## ФРАГМЕНТ ТЕКСТА:
Дом Серебряного возраста выглядит как горное шале. Однако на такое я насмотрелся и в Европе: чистота, отсутствие тесноты, доброкачественная пища, для Кореи, обожающей острое, вполне щадящая. Но близость смерти, оторванность от мира живых — это диетой не возмещается…
На диване напротив меня тяжело сидит седая, коротко стриженная женщина с широким простонародным лицом; она безостановочно двигает челюстью слева направо, как будто не может распробовать что-то неприятное. Она всю жизнь прослужила детям и внукам, но теперь старший сын заболел, две его сестры ухаживают за ним, да еще и напряженно работают, чтобы дать детям хорошее образование, а у нее склероз, одну ее оставить дома нельзя… Сегодня за обедом она отказывалась есть, сказала, что хочет умереть. Правда, потом, разговорившись, все съела.
Я пытаюсь рассказать, что в Европе уже начинают приравнивать уход за тяжелобольным родственником государственной службе — платить зарплату, начислять пенсию, обеспечивать отпуск… Но выясняется, что все остальные обитатели дома совершенно довольны — лучащиеся милые старушки (образованные, не деревенские бабуси) и один старик: они приближаются к Богу, они не обременяют близких, а те, когда могут, их навещают…
Чтобы напрямую не спрашивать об их личной жизни, я задаю тонкий вопрос: когда жизнь была лучше — раньше или теперь? Теперь, не задумываясь отвечают они (только женщина с короткой стрижкой все никак не может распробовать воздух во рту): сегодня намного больше комфорта, больше возможностей облегчать человеческие страдания…
Но ведь раньше люди больше помогали друг другу, меньше грешили — разве не так? Однако они не подхватывают эту привычную песню: им и сейчас помогают, и они сами помогают чем могут, а что до грехов, то грехами нужно больше заниматься своими — грешник ведь губит только самого себя, а другим он повредить не может.

## ЗАПИСАННЫЕ ДАННЫЕ:
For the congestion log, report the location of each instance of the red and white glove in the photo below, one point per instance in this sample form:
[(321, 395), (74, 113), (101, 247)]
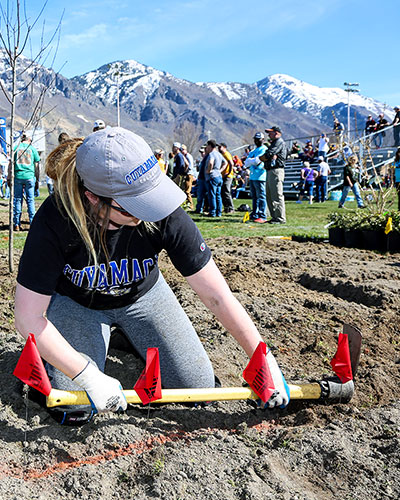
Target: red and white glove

## ПИСЬМЕННОЕ ЗАДАНИЕ A:
Перепишите из фрагмента текста без изменений отрывок, который начинается словами «Дом Серебряного возраста» и заканчивается словами «разговорившись, все съела.».
## ПИСЬМЕННОЕ ЗАДАНИЕ B:
Ответьте по фрагменту текста на вопросы:
(i) На что похож с виду Дом Серебряного возраста?
(ii) Что сказала за обедом женщина с короткой стрижкой?
(iii) Кто в доме живёт, кроме старушек?
## ПИСЬМЕННОЕ ЗАДАНИЕ C:
Верны ли по фрагменту текста эти утверждения? На каждое ответьте «да» или «нет» и приведите решающие слова текста в точности.
(i) Женщина с короткой стрижкой в конце концов съела весь обед.
(ii) Обитатели дома считают, что раньше жизнь была лучше.
(iii) Старший сын женщины ухаживает за своими сёстрами.
Данные здесь ни при чём.

## ПОЛНЫЙ ОТВЕТ A:
Дом Серебряного возраста выглядит как горное шале. Однако на такое я насмотрелся и в Европе: чистота, отсутствие тесноты, доброкачественная пища, для Кореи, обожающей острое, вполне щадящая. Но близость смерти, оторванность от мира живых — это диетой не возмещается…
На диване напротив меня тяжело сидит седая, коротко стриженная женщина с широким простонародным лицом; она безостановочно двигает челюстью слева направо, как будто не может распробовать что-то неприятное. Она всю жизнь прослужила детям и внукам, но теперь старший сын заболел, две его сестры ухаживают за ним, да еще и напряженно работают, чтобы дать детям хорошее образование, а у нее склероз, одну ее оставить дома нельзя… Сегодня за обедом она отказывалась есть, сказала, что хочет умереть. Правда, потом, разговорившись, все съела.

## ПОЛНЫЙ ОТВЕТ B:
(i) На горное шале.
(ii) Что хочет умереть.
(iii) Один старик.

## ПОЛНЫЙ ОТВЕТ C:
(i) Да: «Правда, потом, разговорившись, все съела».
(ii) Нет: «Теперь, не задумываясь отвечают они».
(iii) Нет: «две его сестры ухаживают за ним».